**Objetivos**.
(1) Atualize tudo desde "Da Lei da Ficha" até "o registro, explicava." na reportagem, substituindo "parceladamente" por "em parcelas".
(2) Reescreva de forma mais curta o parágrafo da reportagem que começa com "O partido assumiu", mantendo os fatos principais.

**Reportagem**.

※

Título: No congresso dos enrolados
Autor: Rothenburg, Denise; Abreu, Diego
Fonte: Correio Braziliense, 25/08/2010, Política, p. 3

Da Lei da Ficha Limpa a contas rejeitadas, levantamento do Correio mostra que 47 deputados e senadores têm problemas com a candidatura

No último esforço concentrado da Câmara, um grupo de deputadas cercou a colega Maria do Rosário (PT-RS) em sinal de solidariedade.

A deputada é a única candidata à reeleição pelo PT gaúcho que teve o registro da candidatura indeferido pela Justiça Eleitoral.

Eu saí da campanha para a prefeitura de Porto Alegre com dívidas e não tenho patrimônio para cobrir.

O partido assumiu e está pagando tudo parceladamente. Mas, ainda assim, o tribunal disse que minhas contas da campanha anterior estavam irregulares e não me deu o registro, explicava.

※

**Registros listados**.
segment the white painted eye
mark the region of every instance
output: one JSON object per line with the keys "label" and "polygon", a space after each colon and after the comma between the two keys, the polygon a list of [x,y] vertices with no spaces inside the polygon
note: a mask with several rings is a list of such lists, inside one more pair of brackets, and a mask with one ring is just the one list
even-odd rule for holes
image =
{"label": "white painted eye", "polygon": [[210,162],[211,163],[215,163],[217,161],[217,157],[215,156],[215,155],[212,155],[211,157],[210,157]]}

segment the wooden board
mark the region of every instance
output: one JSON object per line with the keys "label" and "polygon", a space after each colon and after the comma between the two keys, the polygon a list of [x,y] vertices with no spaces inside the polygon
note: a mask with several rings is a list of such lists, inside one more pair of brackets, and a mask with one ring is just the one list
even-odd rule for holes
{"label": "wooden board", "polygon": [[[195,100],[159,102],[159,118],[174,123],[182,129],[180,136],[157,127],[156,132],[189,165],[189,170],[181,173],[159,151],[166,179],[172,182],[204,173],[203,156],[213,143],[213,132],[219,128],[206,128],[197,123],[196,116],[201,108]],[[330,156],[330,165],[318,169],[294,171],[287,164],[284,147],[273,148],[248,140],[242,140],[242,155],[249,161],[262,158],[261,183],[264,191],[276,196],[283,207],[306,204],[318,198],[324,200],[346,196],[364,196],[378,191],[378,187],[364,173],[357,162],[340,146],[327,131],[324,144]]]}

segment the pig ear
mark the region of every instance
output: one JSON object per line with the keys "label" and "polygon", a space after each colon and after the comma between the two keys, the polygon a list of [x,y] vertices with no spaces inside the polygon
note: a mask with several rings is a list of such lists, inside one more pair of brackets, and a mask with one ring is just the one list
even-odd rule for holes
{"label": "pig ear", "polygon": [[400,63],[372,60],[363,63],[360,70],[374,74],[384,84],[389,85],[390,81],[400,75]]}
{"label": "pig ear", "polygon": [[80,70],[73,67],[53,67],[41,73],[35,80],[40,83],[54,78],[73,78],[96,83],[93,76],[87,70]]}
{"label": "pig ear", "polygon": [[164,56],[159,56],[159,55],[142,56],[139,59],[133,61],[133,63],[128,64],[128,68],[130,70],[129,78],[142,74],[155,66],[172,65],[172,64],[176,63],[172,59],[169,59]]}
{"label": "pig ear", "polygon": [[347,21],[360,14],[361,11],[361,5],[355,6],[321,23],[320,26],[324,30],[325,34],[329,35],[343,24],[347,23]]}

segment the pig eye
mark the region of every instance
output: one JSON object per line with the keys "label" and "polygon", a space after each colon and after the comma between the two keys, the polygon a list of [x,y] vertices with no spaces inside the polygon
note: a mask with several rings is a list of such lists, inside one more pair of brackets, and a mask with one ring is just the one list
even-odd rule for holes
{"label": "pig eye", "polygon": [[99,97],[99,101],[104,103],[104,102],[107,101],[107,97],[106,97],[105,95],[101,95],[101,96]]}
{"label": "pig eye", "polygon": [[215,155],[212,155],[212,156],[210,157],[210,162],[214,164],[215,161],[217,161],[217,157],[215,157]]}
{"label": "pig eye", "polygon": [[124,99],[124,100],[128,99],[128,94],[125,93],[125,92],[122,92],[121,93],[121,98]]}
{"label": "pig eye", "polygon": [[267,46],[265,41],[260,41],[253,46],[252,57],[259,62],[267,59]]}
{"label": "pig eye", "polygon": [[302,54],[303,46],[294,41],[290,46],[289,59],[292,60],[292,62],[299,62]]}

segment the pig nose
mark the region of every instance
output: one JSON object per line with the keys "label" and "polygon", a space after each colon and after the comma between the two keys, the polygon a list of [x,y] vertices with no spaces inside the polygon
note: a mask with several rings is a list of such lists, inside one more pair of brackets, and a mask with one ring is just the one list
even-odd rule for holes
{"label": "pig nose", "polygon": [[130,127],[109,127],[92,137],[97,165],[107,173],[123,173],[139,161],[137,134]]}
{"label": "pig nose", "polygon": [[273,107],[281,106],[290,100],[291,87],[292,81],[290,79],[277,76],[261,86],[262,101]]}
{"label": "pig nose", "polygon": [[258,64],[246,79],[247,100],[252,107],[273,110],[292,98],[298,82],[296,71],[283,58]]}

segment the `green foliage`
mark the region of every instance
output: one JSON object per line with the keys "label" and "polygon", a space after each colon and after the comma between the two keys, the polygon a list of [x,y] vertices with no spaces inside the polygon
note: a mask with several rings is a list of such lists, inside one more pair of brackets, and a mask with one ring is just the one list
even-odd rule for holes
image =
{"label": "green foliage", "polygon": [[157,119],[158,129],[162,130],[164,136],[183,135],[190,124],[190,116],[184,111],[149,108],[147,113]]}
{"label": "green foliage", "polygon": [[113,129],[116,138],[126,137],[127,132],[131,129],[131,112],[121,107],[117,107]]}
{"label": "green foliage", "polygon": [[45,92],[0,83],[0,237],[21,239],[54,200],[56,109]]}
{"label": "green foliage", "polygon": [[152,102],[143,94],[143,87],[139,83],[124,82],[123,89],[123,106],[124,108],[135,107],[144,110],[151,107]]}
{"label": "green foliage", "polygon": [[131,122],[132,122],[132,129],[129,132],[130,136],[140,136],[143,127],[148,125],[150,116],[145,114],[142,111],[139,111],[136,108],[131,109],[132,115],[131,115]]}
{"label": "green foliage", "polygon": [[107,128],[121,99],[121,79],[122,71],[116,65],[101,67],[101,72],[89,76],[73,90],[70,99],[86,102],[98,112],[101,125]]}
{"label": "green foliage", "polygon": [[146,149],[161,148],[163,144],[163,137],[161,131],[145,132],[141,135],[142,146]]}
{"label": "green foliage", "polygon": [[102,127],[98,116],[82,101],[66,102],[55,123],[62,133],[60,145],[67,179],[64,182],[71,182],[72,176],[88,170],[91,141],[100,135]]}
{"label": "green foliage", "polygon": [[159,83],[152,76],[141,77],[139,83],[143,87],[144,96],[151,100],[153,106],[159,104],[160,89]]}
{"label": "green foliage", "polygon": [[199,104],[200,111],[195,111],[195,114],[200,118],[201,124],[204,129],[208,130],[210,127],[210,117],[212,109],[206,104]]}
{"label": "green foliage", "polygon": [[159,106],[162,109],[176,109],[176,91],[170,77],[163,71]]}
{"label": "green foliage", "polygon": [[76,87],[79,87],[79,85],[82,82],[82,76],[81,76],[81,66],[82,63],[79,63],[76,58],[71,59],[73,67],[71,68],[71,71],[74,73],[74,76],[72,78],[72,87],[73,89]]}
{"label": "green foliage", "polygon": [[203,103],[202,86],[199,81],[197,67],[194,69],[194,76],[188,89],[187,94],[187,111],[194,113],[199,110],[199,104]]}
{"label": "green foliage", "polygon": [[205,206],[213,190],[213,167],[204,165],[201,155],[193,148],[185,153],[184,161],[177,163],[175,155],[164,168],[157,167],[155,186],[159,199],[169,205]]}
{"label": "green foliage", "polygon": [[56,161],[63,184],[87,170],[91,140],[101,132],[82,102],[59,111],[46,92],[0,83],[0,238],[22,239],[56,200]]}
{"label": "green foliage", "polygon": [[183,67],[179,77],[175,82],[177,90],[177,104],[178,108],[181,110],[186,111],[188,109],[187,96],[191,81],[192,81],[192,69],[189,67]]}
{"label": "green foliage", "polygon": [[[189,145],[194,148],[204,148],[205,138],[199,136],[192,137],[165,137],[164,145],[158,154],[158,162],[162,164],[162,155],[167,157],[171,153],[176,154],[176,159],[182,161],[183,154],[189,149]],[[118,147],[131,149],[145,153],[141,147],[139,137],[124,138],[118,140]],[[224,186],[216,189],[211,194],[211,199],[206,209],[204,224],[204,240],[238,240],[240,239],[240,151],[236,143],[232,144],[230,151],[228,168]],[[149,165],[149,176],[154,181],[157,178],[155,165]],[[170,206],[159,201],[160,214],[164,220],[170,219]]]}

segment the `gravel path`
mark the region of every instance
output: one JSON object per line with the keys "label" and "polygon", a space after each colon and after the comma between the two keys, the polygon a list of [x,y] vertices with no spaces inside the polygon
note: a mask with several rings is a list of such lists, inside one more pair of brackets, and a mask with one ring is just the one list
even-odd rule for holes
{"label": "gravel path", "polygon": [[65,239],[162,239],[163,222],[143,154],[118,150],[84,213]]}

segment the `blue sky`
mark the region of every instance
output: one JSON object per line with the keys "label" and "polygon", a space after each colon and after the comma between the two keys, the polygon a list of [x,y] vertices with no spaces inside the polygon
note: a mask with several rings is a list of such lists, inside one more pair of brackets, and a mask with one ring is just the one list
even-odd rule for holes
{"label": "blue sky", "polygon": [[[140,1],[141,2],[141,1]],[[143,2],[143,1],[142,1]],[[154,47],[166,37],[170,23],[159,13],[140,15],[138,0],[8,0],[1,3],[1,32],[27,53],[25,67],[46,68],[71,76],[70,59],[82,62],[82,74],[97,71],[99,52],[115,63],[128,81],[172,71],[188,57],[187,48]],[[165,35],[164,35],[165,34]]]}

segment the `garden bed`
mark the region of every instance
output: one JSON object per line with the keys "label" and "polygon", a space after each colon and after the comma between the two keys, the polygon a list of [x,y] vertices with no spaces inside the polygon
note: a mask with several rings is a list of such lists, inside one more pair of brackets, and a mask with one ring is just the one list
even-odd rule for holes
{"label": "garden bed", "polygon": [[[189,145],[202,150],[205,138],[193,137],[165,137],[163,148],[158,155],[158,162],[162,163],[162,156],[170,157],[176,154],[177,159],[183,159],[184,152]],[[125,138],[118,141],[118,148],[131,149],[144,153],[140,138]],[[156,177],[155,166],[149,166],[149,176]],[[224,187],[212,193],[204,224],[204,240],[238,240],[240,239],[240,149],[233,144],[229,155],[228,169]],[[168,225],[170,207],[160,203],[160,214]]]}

※

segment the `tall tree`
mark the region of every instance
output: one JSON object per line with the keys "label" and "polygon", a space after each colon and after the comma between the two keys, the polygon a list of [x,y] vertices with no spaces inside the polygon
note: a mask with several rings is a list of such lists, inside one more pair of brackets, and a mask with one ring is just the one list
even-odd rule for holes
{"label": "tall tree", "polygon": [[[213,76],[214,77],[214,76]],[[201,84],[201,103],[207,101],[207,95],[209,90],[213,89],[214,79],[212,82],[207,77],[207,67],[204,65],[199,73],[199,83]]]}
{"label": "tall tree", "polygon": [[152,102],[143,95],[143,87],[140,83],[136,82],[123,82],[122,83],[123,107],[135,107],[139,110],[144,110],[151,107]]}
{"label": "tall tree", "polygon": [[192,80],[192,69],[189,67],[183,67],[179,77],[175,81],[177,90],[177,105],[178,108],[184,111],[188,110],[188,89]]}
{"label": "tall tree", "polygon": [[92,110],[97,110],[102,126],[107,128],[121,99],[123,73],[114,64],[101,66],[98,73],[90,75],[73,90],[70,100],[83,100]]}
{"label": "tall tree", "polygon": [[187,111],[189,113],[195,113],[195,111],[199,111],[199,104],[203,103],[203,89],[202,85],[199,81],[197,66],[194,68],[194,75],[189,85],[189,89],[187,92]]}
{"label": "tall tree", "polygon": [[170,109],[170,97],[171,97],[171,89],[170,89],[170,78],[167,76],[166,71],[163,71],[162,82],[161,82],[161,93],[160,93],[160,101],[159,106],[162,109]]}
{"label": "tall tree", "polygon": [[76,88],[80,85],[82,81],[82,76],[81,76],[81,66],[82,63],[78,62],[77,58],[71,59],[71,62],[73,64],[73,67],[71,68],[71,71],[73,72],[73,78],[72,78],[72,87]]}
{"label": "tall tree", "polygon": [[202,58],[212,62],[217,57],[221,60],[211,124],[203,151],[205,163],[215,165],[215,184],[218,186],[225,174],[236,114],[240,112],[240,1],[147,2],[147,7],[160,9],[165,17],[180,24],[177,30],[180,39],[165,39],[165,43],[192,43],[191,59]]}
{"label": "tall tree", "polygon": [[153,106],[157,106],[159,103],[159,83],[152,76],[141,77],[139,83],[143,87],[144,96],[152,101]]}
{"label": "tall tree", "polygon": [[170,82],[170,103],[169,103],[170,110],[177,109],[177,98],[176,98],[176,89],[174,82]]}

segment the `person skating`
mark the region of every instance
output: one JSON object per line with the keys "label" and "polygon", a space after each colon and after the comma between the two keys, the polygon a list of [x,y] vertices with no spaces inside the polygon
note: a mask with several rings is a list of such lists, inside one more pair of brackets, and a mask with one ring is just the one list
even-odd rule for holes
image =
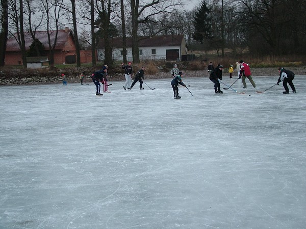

※

**Resultados em ordem**.
(1)
Da Lei da Ficha Limpa a contas rejeitadas, levantamento do Correio mostra que 47 deputados e senadores têm problemas com a candidatura

No último esforço concentrado da Câmara, um grupo de deputadas cercou a colega Maria do Rosário (PT-RS) em sinal de solidariedade.

A deputada é a única candidata à reeleição pelo PT gaúcho que teve o registro da candidatura indeferido pela Justiça Eleitoral.

Eu saí da campanha para a prefeitura de Porto Alegre com dívidas e não tenho patrimônio para cobrir.

O partido assumiu e está pagando tudo em parcelas. Mas, ainda assim, o tribunal disse que minhas contas da campanha anterior estavam irregulares e não me deu o registro, explicava.

(2) O partido está pagando tudo em parcelas. Mesmo assim, o tribunal julgou irregulares minhas contas da campanha anterior e negou meu registro, explicava.